Referring expression data:
════
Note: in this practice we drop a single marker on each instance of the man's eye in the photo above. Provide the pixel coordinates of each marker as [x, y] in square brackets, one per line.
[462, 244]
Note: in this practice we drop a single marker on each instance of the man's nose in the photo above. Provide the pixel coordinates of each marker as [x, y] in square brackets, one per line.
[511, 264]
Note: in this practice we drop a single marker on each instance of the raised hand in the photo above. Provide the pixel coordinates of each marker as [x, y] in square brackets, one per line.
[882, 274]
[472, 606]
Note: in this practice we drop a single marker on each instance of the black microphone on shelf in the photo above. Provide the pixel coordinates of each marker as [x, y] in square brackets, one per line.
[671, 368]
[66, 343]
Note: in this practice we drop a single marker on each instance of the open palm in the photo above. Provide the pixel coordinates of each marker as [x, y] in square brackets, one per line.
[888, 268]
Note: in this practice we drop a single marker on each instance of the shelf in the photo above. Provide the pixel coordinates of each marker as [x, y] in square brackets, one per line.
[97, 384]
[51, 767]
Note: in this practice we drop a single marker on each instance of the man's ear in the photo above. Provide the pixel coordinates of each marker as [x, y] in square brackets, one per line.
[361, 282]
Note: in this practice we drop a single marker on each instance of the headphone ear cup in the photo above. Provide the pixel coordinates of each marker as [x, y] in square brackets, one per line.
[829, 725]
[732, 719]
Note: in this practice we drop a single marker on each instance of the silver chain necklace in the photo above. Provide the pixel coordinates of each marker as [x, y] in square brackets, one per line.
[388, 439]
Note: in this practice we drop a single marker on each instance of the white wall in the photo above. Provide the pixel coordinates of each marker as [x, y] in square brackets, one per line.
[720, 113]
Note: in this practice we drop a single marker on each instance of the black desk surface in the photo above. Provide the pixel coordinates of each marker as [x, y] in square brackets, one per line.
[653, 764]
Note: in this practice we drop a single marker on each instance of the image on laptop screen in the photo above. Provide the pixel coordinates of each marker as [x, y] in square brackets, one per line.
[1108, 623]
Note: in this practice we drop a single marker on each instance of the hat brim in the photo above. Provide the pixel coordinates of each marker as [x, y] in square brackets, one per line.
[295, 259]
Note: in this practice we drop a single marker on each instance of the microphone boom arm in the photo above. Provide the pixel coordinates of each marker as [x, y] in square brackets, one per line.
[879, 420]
════
WORK REQUIRED →
Your answer should consist only of the lines from the one that holds "of the headphone" to the end of the entries above, both ends included, each repeated exactly.

RESULT OF THE EXERCISE →
Note: in this practice we drop a single marker on each instance of the headphone ear cup in the photo above. Provide the pixel coordinates of each marker as [x, y] in square brackets, one per line.
[829, 725]
[732, 719]
Note: in this practice we drop a single marker on each instance of the silver chain necklace in the photo above. Provide the pixel coordinates of each marker as [x, y] in square brackets, one per line.
[388, 439]
Note: in this practice we drop a single marker on each instance of the white wall in the photo above. Provide the pixel coordinates of each marker as [x, y] in square brackets, one per line.
[720, 113]
Note: in this practice we drop a single marker on each instance of the black desk surface in the photo above. Provide the pixel coordinates of each marker as [x, y] in square brackets, one per line.
[653, 764]
Note: in this practice we drop a single marker on each instance of the image on laptop screen in the photo above. Provide the pixel coordinates of each marker as [x, y] in square brackets, one per line.
[1108, 623]
Note: in this practice we drop a single marker on each instance of the hat brim in the photo above. Provide the pixel coordinates of each marker as [x, y] in square brackets, one per line.
[295, 259]
Note: in this practice we drop a single marker on each instance of the microphone boom arm in the photo above. Provide the pixel coordinates of each marker as [x, y] in square brackets, one per line.
[879, 420]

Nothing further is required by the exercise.